■ **What this task involves**:
From the first entry to the last, copy each one exactly.
◇ ◇ ◇ ◇
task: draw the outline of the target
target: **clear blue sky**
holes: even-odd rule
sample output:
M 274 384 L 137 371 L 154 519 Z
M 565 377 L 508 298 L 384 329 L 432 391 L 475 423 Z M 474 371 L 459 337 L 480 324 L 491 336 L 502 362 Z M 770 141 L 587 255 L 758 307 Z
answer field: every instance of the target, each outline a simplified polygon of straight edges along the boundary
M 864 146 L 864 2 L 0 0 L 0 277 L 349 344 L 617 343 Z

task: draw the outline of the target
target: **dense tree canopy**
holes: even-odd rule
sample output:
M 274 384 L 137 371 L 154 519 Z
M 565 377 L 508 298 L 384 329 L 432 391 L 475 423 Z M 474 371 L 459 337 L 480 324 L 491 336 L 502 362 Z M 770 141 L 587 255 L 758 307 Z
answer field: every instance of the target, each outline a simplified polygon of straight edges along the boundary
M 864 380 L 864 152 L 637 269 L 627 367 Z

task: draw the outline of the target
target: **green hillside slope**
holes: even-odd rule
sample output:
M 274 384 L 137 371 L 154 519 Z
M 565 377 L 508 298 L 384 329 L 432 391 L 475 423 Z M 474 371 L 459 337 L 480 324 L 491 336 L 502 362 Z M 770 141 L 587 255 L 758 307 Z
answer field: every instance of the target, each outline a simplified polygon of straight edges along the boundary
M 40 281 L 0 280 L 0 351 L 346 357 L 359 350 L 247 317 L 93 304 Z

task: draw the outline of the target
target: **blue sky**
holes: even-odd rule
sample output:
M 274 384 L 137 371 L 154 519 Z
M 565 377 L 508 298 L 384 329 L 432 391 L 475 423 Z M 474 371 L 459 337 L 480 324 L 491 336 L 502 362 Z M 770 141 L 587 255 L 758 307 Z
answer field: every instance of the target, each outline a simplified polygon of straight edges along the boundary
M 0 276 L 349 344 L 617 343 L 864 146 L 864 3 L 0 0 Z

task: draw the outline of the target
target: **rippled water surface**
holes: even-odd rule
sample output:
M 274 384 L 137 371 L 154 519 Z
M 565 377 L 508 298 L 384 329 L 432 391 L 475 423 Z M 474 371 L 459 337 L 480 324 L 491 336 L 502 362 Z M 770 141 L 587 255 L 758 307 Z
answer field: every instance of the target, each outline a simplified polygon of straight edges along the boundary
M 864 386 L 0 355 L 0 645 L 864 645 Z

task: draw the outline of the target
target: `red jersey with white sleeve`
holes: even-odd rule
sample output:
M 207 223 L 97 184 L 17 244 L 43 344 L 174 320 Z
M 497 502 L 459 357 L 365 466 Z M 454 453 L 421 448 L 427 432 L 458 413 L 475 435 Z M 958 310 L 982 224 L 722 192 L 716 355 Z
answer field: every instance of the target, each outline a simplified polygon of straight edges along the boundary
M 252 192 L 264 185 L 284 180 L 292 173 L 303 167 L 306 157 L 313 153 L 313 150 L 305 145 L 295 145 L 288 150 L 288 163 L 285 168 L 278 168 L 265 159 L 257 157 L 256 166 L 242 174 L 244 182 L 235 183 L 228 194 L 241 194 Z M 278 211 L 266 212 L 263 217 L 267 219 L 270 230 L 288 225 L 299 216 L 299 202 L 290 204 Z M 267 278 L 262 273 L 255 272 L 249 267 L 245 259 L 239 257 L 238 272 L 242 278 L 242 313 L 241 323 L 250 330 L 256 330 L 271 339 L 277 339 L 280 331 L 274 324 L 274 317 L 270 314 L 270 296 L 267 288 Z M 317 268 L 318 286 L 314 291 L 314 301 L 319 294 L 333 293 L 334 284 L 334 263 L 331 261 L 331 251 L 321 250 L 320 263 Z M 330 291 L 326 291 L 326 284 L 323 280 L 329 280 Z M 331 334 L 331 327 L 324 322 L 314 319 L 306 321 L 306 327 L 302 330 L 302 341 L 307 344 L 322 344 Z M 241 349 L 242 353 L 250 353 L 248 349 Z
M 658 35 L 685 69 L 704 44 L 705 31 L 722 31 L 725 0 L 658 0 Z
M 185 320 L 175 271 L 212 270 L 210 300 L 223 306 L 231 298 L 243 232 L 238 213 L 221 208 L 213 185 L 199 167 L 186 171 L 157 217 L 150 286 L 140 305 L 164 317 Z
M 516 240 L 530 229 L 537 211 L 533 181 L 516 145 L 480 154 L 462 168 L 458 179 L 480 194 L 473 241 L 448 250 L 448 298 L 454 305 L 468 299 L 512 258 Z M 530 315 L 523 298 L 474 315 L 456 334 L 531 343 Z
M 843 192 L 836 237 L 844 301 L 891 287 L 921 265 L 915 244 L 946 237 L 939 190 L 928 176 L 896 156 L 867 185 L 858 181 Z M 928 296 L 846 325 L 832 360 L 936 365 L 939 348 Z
◇ ◇ ◇ ◇
■ **Answer for this exercise**:
task: draw the outline of the target
target: **clear blue sky**
holes: even-odd rule
sample output:
M 274 384 L 137 371 L 154 519 Z
M 565 377 L 508 298 L 384 329 L 432 391 L 475 423 Z M 474 371 L 459 337 L 480 324 L 491 336 L 502 362 Z M 770 141 L 587 255 L 758 307 Z
answer field: every instance of the target, each outline a simplified polygon of straight edges along the boundary
M 864 146 L 864 2 L 0 0 L 0 277 L 349 344 L 617 343 Z

task: draw the outline of the target
target: **dense tree canopy**
holes: even-odd rule
sample output:
M 274 384 L 137 371 L 154 519 Z
M 565 377 L 508 298 L 384 329 L 432 391 L 475 423 Z M 474 371 L 459 337 L 480 324 L 491 336 L 502 362 Z M 770 141 L 587 255 L 758 307 Z
answer field: every instance of the target, each outline a simplified polygon of straight edges along the boundary
M 864 380 L 864 152 L 637 269 L 627 367 Z

task: draw the outline of the target
target: **green hillside slope**
holes: even-odd rule
sample output:
M 274 384 L 137 371 L 154 519 Z
M 565 377 L 508 298 L 384 329 L 432 391 L 475 423 Z M 474 371 L 459 337 L 480 324 L 491 336 L 502 362 Z M 770 141 L 587 255 L 758 307 Z
answer field: every instance of the target, each outline a simplified polygon of straight edges along the boundary
M 40 281 L 0 280 L 0 351 L 346 357 L 359 350 L 247 317 L 93 304 Z

task: draw the outline of the target
target: **blue sky**
holes: even-odd rule
sample output:
M 274 384 L 137 371 L 154 519 Z
M 565 377 L 508 298 L 384 329 L 432 391 L 475 423 Z M 474 371 L 459 337 L 480 324 L 491 336 L 502 362 Z M 770 141 L 587 255 L 758 307 Z
answer field: every instance of the target, each outline a simplified polygon of straight edges along the boundary
M 0 276 L 349 344 L 617 343 L 864 146 L 864 3 L 0 0 Z

task: draw the outline of the target
target: **rippled water surface**
holes: even-odd rule
sample output:
M 274 384 L 137 371 L 154 519 Z
M 565 377 L 508 298 L 384 329 L 432 391 L 475 423 Z M 474 371 L 459 337 L 480 324 L 491 336 L 502 362 Z M 770 141 L 587 255 L 758 307 Z
answer field: every instance of the target, each outline a simplified polygon of straight edges along the boundary
M 864 386 L 0 355 L 0 645 L 864 645 Z

task: draw the outline of the target
target: `red jersey with white sleeve`
holes: even-odd rule
sample output:
M 207 223 L 97 184 L 17 244 L 43 344 L 174 320 Z
M 497 502 L 459 357 L 365 466 Z M 454 453 L 421 448 L 427 432 L 458 413 L 475 435 Z M 958 310 L 982 224 L 722 192 L 716 355 Z
answer field: every instance of the target, each outline a simplified polygon of straight edges along the boundary
M 252 192 L 264 185 L 284 180 L 292 173 L 303 167 L 306 157 L 313 153 L 313 150 L 305 145 L 295 145 L 288 150 L 288 163 L 285 168 L 278 168 L 265 159 L 257 157 L 256 166 L 242 174 L 244 182 L 235 183 L 228 194 L 241 194 Z M 278 211 L 266 212 L 263 217 L 267 219 L 270 230 L 288 225 L 299 216 L 299 202 L 290 204 Z M 267 278 L 262 273 L 255 272 L 249 267 L 245 259 L 239 257 L 238 272 L 242 278 L 242 313 L 241 323 L 250 330 L 256 330 L 271 339 L 277 339 L 280 331 L 274 324 L 274 317 L 270 314 L 270 296 L 267 288 Z M 317 268 L 318 286 L 314 291 L 314 301 L 319 294 L 333 293 L 334 284 L 334 263 L 331 261 L 331 251 L 321 250 L 320 263 Z M 330 291 L 326 291 L 326 284 L 323 280 L 329 280 Z M 331 334 L 331 327 L 324 322 L 314 319 L 306 321 L 306 327 L 302 330 L 302 341 L 307 344 L 322 344 Z M 241 349 L 242 353 L 250 353 L 248 349 Z
M 658 35 L 685 69 L 704 44 L 705 31 L 722 31 L 725 0 L 658 0 Z
M 185 320 L 175 271 L 212 270 L 210 300 L 223 306 L 231 298 L 243 232 L 238 213 L 221 208 L 213 185 L 199 167 L 186 171 L 157 217 L 150 286 L 140 305 L 164 317 Z
M 516 240 L 530 229 L 537 211 L 533 181 L 516 145 L 480 154 L 462 168 L 458 179 L 480 194 L 473 241 L 448 250 L 448 298 L 454 305 L 468 299 L 512 258 Z M 530 315 L 523 298 L 474 315 L 456 334 L 531 343 Z
M 843 192 L 836 237 L 844 301 L 891 287 L 921 265 L 915 244 L 946 237 L 939 190 L 928 176 L 896 156 L 867 185 L 858 181 Z M 928 296 L 846 325 L 832 360 L 936 365 L 939 348 Z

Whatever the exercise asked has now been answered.